WHAT THIS TASK INVOLVES: Count the lines in the data below that contain the string "wall", and give only that number.

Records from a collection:
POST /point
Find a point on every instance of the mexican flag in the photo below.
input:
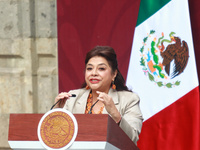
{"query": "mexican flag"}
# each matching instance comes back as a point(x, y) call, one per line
point(162, 71)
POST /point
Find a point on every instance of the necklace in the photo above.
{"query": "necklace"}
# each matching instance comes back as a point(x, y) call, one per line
point(89, 106)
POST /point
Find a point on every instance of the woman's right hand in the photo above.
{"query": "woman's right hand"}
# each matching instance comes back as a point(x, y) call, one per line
point(64, 96)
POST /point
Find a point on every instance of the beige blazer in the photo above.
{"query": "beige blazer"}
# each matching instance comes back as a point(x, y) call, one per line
point(126, 102)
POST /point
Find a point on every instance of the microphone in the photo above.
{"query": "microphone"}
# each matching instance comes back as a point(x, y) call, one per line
point(90, 112)
point(73, 95)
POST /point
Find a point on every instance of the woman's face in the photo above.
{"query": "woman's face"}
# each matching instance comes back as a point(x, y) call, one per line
point(98, 74)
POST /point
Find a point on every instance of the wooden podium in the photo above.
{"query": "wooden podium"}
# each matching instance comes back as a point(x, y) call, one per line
point(94, 132)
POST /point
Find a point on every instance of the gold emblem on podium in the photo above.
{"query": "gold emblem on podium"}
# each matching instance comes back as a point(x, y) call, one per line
point(57, 129)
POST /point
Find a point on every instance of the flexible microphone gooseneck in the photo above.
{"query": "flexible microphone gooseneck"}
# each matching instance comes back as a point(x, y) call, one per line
point(73, 95)
point(90, 112)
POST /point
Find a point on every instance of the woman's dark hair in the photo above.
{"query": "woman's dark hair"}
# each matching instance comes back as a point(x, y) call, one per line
point(109, 54)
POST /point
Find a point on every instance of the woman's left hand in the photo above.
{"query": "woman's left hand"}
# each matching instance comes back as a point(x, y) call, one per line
point(109, 106)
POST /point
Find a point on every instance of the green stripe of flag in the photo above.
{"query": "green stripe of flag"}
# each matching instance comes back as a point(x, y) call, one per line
point(148, 8)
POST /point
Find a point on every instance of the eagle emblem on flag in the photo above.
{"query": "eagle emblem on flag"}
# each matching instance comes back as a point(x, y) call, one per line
point(164, 58)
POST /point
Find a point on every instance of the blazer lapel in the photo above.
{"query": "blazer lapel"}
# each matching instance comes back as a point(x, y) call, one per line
point(114, 95)
point(79, 107)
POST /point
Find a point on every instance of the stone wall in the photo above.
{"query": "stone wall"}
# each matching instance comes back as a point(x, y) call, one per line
point(28, 59)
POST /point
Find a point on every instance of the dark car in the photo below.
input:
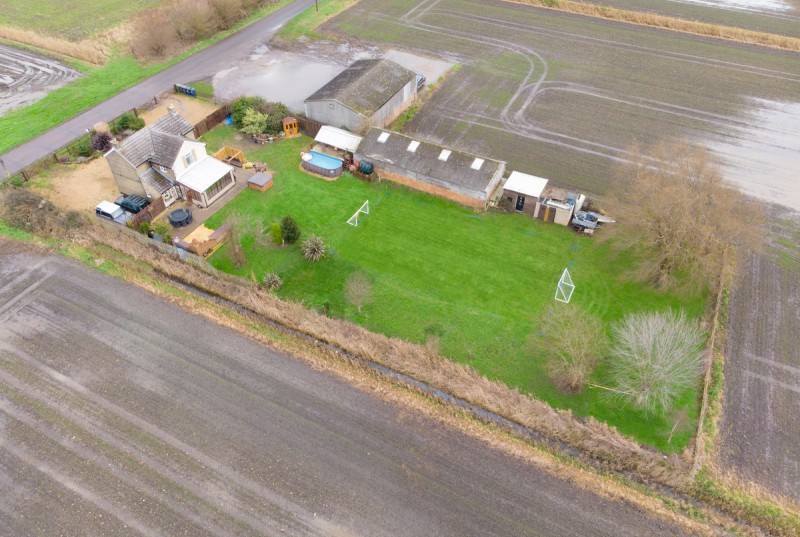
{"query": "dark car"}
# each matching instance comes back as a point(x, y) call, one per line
point(132, 203)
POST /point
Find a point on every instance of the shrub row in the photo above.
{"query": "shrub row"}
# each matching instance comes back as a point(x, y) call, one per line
point(159, 32)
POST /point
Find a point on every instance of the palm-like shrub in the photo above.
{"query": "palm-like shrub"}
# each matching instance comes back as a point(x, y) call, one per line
point(313, 248)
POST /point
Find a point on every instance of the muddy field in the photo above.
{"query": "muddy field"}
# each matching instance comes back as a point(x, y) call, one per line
point(780, 17)
point(25, 77)
point(563, 96)
point(122, 415)
point(760, 430)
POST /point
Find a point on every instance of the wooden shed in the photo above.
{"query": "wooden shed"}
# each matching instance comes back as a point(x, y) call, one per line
point(260, 181)
point(524, 191)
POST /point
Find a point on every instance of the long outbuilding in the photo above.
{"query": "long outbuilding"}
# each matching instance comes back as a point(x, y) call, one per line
point(463, 177)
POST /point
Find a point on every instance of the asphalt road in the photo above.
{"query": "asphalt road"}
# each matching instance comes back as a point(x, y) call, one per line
point(123, 415)
point(203, 64)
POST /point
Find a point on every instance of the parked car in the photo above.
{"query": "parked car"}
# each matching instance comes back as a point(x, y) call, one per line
point(583, 220)
point(132, 203)
point(113, 212)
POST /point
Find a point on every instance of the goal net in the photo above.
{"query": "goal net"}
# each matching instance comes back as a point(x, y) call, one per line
point(353, 220)
point(565, 287)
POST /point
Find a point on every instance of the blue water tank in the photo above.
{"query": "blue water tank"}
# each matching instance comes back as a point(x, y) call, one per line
point(366, 167)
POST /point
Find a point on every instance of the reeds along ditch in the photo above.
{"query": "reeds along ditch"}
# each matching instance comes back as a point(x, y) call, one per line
point(598, 440)
point(86, 50)
point(731, 33)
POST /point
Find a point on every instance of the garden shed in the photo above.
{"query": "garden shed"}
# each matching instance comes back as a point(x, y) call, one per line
point(463, 177)
point(338, 139)
point(368, 93)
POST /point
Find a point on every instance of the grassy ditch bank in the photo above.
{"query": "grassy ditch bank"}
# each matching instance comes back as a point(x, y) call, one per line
point(120, 256)
point(472, 286)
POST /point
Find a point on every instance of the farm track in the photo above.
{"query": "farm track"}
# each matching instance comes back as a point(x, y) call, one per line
point(122, 415)
point(760, 431)
point(464, 118)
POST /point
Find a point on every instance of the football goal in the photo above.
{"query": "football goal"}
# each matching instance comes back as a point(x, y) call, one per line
point(353, 220)
point(565, 287)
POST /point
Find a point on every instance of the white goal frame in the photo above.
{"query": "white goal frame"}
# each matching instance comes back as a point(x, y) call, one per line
point(364, 209)
point(565, 287)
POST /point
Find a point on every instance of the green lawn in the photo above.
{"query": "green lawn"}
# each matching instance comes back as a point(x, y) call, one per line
point(478, 279)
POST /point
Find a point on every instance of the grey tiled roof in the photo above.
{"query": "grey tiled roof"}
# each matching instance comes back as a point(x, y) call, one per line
point(158, 143)
point(165, 147)
point(366, 85)
point(424, 161)
point(137, 147)
point(156, 181)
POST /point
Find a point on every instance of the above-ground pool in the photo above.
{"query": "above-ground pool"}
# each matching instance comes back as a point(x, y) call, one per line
point(323, 164)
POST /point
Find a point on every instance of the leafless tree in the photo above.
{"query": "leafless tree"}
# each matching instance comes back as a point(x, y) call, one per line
point(236, 231)
point(153, 34)
point(673, 206)
point(655, 357)
point(573, 342)
point(358, 290)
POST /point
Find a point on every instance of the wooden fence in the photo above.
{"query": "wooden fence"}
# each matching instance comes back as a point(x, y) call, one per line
point(309, 127)
point(211, 121)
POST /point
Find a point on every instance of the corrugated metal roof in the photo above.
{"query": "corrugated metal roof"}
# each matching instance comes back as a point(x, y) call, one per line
point(338, 138)
point(366, 85)
point(425, 160)
point(530, 185)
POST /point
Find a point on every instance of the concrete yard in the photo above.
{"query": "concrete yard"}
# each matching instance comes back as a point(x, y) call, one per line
point(123, 415)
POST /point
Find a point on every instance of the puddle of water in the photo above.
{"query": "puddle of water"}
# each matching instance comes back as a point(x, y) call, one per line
point(276, 76)
point(764, 159)
point(290, 78)
point(745, 5)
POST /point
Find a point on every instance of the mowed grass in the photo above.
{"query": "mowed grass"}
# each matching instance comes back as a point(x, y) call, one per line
point(477, 280)
point(71, 19)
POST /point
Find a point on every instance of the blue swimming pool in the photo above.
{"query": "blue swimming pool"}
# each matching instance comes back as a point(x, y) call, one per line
point(323, 164)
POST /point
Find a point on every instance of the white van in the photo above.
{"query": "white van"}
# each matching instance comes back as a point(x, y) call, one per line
point(112, 211)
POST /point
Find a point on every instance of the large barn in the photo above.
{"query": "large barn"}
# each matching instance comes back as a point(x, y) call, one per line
point(445, 172)
point(368, 93)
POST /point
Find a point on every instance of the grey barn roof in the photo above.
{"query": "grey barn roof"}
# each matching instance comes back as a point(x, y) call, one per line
point(444, 165)
point(366, 85)
point(159, 142)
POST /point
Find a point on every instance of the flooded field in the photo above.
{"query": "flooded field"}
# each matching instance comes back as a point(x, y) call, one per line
point(564, 97)
point(292, 76)
point(763, 157)
point(25, 77)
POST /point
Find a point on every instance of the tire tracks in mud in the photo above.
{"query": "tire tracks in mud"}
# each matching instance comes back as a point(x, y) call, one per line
point(513, 116)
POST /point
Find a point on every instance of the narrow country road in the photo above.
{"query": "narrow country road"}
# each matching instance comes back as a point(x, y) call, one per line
point(123, 415)
point(205, 63)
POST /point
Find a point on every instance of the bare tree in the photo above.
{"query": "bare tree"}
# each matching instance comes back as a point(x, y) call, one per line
point(236, 231)
point(358, 290)
point(673, 205)
point(573, 342)
point(153, 34)
point(655, 357)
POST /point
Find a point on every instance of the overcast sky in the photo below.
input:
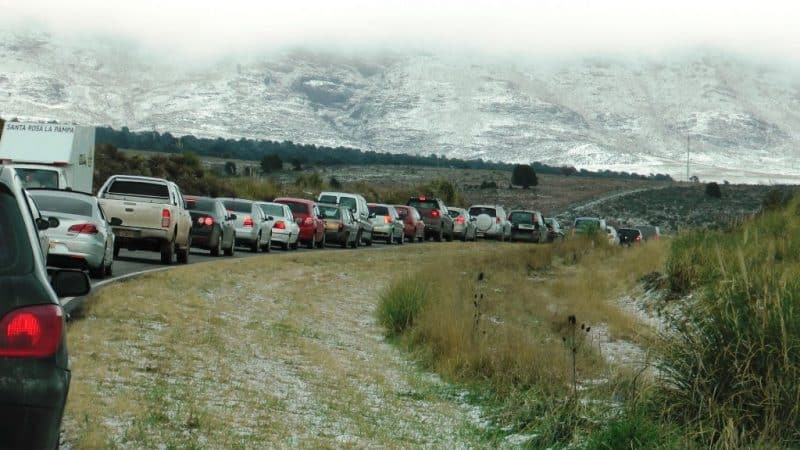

WORKED SOLUTION: 2